----- SUPPLIED TEXT

Another Texas Supreme Court Win For The TCPA
On June 30, 2017, the Texas Supreme Court issued its latest judgment and opinion in a case involving the Texas Citizens Participation Act (the “TCPA”). The TCPA is Texas’s version of an anti-SLAPP statute, protecting a broad swath of communications by providing a procedure for quick dismissal of legal actions that are “based on, relate[d] to, or in response to” a person’s exercise of the right to free speech, petition, or association. The activity that constitutes the “exercise of” the “right of free speech,” “right to petition,” or “right of association” is communication. Tex. Civ. Prac. & Rem. Code, § 27.001(2), (3), and (4) (defining “exercise of” the right to free speech, the right to petition, and the right of association to include a “communication”); Serafine v. Blunt, 466 S.W.3d 369, 372 (Tex. App.—Austin 2015, no pet.) (Pemberton, J., concurring) (explaining that communication is “the act that distinguishes ‘the exercise of’ each of the rights within each of their respective definitions”). A communication “includes the making or submitting of a statement or document in any form or medium, including oral, visual, written, audiovisual, or electronic.” Tex. Civ. Prac. & Rem. Code, § 27.001(1).
In Hersh v. Tatum, the Court resolved an important issue–since the TCPA protects communications or speech, can a defendant who denied making the communication at issue avail herself of the protections of the TCPA? The Court held that she could.
Paul Tatum, a high-school junior, committed suicide after wrecking his mom’s car. Given that he did not have any history of mental illness, his parents, John and Mary Ann Tatum, believed that trauma from the car wreck was the catalyst for his suicide. The paid obituary stated that he died “as a result of injuries sustained in an automobile accident.”
At the time of Paul’s death, Julie Hersh, an advocate for mental health and suicide prevention, was promoting her book Struck by Living, which related her own struggle with depression. Much of her advocacy related to removing the stigma associated with mental illness and suicide. Eleven days after Paul’s death, Ms. Hersh published a blog post advocating for transparency in obituaries, based on her belief that families who omit suicide as the cause of death in a family member’s obituary prevent awareness of mental-health issues. The blog post did not mention Paul.

----------
----- DATASET EXCERPTS

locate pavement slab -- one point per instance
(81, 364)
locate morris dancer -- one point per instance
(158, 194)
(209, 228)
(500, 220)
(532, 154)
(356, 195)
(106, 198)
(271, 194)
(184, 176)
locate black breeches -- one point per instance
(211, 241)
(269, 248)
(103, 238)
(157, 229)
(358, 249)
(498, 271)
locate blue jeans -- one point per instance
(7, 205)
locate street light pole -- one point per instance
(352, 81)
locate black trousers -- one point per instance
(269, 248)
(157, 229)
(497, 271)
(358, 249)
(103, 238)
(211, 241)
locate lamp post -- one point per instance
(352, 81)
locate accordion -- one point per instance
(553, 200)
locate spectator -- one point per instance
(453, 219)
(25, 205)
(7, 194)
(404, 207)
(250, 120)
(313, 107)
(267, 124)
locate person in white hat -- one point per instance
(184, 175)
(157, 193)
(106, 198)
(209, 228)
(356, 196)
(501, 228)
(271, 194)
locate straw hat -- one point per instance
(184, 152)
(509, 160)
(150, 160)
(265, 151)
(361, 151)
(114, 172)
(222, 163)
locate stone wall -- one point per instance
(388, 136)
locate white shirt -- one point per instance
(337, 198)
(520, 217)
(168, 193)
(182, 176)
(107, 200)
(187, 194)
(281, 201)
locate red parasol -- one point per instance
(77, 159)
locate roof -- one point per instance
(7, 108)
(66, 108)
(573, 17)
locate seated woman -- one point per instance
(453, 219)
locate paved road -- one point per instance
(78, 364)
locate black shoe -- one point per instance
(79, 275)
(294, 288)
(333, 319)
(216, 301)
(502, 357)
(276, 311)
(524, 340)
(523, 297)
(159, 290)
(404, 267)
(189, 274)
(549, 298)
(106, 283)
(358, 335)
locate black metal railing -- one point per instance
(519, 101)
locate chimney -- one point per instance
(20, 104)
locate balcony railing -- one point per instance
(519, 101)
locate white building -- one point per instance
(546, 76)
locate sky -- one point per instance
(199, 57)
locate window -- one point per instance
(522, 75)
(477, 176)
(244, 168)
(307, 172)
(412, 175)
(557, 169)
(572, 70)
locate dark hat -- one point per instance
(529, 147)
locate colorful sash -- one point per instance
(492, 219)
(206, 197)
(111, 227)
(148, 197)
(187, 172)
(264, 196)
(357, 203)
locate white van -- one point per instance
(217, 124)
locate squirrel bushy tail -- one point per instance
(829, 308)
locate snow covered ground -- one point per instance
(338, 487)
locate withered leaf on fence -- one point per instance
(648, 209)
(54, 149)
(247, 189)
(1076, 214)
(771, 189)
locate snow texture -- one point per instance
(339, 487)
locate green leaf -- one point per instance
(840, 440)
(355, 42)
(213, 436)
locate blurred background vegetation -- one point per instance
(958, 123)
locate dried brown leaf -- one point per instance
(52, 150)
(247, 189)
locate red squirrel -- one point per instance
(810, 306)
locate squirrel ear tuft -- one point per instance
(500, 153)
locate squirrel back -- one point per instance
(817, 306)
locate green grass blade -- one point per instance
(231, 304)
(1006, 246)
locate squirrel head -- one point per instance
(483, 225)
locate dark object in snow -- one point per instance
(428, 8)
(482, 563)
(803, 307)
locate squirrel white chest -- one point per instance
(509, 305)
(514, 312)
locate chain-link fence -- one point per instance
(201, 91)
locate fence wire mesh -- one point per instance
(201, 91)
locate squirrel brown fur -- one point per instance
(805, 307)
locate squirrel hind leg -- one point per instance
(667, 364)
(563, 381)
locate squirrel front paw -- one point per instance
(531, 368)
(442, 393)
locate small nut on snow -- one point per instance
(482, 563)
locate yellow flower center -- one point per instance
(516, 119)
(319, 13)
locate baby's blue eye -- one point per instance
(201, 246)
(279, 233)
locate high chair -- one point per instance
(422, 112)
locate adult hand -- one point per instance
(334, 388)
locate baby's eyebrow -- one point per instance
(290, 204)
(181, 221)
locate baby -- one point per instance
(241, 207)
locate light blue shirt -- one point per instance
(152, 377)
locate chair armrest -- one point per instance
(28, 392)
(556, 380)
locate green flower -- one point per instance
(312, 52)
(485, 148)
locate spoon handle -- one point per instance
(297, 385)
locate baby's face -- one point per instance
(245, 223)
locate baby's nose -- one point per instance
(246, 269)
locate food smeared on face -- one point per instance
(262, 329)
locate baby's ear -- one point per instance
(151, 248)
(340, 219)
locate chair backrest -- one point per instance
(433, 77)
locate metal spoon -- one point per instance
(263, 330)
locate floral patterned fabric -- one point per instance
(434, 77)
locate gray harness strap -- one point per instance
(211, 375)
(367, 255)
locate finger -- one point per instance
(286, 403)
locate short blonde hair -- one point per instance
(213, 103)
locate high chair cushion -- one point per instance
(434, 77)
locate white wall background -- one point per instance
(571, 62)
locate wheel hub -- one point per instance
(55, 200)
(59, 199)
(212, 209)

----------

* [WHAT IS EXPECTED] Carry on the article about the Texas Supreme Court's TCPA decision in Hersh v. Tatum, starting right after its final sentence.

* [ANSWER FOR THE TASK]
Hersh met with Steve Blow, a writer for the Dallas Morning News who she knew, to discuss her views on suicide, hoping he would write a column and mention her book. A few weeks later, Blow did write a column advocating for greater transparency in obituaries when the cause of death was suicide, specifically mentioning the paid obituary for Paul. While his column did not otherwise mention the Tatums, the quotation from the paid obituary made clear that he was referring to Paul’s suicide.
The Tatums sued Hersh for intentional infliction of emotional distress. In their petition as quoted by the Court, they claimed that Hersh “went to Blow and encouraged him to make the Tatum tragedy public”; that she “promoted Paul’s death and the [o]bituary to Blow . . . as ‘news’” and “incited Blow to write about suicide in obituaries”; “[d]uring that conversation . . . the two discussed the details of the Tatum death and his [o]bituary” with Hersh “feeding the details of the Tatum tragedy to Blow”; and Hersh “encouraged Blow to use [the obituary] as a demonstrative and a specific example of the alleged problem discussed in her blog.” Their claim, according to their petition as quoted by the Court, “turn[s] simply on whether Hersh’s actions in exploiting the tragedy of a grieving family for her personal gain by encouraging [Blow] to criticize [Paul’s obituary] constitute extreme and outrageous conduct.” Hersh moved under the Act to dismiss the Tatums’ action.
Both Hersh and Blow denied discussing Paul’s death in their conversation, but otherwise admitted that they had the conversation. The issue, then, was whether the TCPA protects a defendant who denies making the specific communication made the basis of the legal action. The Court held that it does.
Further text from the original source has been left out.